* **TASK GOAL**
Output every line of the entries from the line containing "Please examine it carefully. Your task is to find blouse" through the last, exactly, with no other content.

* **RECORDS PROVIDED**
....................

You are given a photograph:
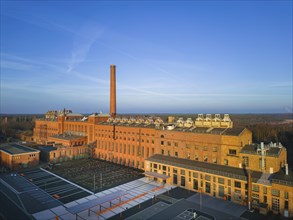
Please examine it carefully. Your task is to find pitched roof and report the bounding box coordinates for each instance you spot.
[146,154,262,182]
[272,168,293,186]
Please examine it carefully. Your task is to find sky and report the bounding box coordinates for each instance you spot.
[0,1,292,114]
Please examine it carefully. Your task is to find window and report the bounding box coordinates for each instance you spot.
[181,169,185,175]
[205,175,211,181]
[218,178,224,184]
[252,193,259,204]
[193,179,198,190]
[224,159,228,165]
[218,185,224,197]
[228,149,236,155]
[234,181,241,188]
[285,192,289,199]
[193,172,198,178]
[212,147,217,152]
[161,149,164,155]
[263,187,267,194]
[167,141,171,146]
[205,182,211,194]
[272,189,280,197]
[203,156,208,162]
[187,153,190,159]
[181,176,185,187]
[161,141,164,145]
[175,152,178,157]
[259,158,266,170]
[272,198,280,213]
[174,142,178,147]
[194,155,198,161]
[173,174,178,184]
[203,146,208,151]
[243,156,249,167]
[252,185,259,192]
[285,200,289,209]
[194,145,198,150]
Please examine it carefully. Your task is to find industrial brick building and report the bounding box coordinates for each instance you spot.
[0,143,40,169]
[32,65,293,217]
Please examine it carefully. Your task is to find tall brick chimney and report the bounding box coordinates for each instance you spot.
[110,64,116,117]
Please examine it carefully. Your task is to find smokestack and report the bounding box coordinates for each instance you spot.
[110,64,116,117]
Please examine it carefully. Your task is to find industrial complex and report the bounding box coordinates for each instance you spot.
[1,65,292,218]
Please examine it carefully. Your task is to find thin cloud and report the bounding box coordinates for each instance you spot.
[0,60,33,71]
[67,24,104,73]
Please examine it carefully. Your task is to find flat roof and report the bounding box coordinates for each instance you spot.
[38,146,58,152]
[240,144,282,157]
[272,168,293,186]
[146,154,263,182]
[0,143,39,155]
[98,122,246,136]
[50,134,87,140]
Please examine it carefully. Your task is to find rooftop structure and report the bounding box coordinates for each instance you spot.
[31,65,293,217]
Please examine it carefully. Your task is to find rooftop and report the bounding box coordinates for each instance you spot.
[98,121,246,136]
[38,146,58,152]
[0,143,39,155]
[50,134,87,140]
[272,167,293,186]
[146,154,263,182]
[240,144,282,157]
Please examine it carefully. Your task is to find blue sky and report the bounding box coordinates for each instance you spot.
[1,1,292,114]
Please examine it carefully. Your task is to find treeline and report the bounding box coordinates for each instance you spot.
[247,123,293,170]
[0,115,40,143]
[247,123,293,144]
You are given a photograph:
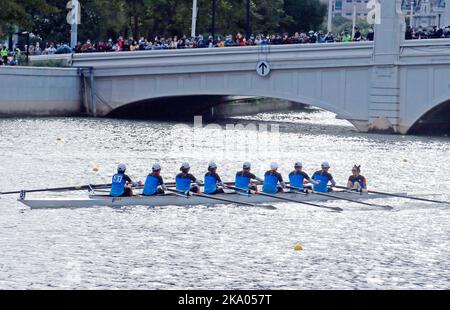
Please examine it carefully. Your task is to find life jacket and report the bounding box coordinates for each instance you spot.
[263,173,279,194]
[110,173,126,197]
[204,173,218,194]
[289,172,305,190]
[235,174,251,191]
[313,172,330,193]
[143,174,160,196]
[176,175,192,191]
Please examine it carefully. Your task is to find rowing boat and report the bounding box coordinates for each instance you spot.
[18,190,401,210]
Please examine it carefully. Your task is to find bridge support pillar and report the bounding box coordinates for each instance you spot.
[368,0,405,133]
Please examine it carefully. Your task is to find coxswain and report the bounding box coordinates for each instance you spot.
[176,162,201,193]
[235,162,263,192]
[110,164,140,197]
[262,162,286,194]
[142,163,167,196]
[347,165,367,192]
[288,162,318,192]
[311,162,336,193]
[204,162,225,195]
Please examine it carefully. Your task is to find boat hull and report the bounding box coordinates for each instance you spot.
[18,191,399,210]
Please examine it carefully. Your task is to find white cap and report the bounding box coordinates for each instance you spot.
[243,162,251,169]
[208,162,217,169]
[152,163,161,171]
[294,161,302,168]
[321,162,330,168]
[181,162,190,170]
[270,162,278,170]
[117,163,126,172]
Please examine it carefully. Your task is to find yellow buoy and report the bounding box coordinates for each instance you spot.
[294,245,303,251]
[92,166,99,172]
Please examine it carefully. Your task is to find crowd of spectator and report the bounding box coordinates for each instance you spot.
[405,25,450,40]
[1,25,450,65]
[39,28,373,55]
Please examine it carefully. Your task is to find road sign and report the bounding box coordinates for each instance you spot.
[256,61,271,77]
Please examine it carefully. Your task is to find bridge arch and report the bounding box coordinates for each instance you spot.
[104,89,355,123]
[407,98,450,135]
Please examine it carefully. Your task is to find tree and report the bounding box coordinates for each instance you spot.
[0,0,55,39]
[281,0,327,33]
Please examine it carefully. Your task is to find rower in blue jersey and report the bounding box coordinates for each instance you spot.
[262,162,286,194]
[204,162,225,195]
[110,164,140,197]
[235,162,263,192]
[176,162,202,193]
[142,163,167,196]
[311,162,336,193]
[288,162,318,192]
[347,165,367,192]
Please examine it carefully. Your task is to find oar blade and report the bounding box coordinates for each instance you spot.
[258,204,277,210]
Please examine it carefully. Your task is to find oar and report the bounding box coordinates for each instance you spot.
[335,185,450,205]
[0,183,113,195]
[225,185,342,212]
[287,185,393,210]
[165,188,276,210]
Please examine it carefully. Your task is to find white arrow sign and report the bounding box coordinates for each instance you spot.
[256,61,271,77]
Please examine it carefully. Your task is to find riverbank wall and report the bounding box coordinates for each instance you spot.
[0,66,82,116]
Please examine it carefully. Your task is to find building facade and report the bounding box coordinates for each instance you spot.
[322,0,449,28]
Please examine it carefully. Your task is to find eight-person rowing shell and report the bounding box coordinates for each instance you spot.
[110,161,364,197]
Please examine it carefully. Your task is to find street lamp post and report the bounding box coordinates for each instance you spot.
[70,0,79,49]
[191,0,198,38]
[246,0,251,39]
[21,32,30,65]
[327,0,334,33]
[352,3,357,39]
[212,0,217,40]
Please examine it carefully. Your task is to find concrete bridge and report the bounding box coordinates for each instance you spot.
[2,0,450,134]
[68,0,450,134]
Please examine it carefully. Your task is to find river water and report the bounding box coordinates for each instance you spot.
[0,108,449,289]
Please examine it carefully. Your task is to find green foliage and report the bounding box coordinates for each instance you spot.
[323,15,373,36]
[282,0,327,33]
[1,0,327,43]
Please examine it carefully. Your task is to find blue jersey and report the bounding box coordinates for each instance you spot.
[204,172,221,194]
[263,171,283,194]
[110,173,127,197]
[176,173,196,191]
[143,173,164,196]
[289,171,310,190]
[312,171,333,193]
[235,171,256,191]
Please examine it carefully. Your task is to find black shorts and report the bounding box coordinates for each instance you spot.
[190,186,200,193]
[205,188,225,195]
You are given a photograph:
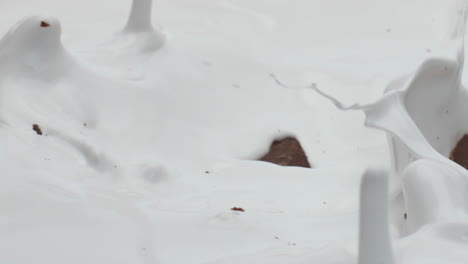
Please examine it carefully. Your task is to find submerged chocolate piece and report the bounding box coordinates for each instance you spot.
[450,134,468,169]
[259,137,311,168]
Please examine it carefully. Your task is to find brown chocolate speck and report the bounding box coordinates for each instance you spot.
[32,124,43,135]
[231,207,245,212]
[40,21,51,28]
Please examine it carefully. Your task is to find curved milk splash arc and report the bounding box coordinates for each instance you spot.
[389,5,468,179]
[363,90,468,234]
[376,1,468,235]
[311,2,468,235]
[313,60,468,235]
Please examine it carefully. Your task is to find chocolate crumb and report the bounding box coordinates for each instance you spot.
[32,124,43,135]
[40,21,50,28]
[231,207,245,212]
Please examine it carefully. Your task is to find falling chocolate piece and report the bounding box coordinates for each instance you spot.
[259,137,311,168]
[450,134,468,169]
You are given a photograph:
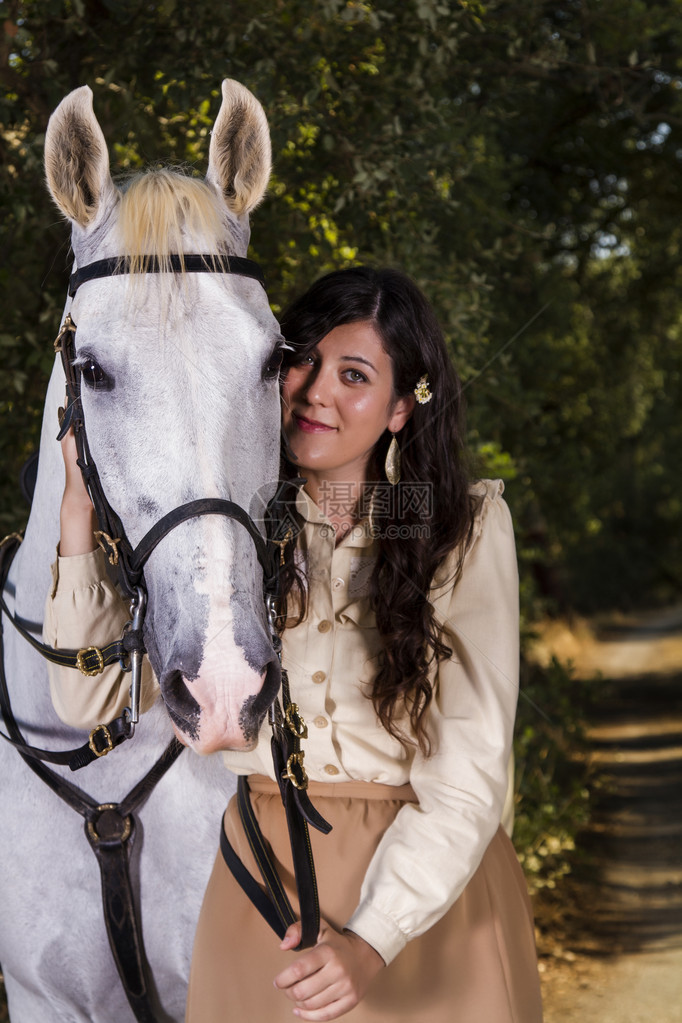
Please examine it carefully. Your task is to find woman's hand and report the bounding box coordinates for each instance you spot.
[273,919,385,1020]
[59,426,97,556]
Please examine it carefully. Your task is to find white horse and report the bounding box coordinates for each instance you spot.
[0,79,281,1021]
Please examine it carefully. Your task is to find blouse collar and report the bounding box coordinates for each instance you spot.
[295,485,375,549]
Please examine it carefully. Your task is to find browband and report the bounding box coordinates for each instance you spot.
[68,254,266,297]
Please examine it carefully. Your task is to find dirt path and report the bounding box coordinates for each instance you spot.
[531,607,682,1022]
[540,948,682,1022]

....................

* **SOLUTION BELOW**
Please examine it carefully. Your task is to find blouse collar and report the bounding box coordinates for each instance you spot.
[295,485,375,549]
Please examine it carefully. Your task is to find browband and report the bounding box coordinates for each instance you spot.
[68,254,266,297]
Please examine it carefully. Your task is to find dirt path and report the bounding box coordinates for each instance you spot.
[531,607,682,1022]
[540,948,682,1022]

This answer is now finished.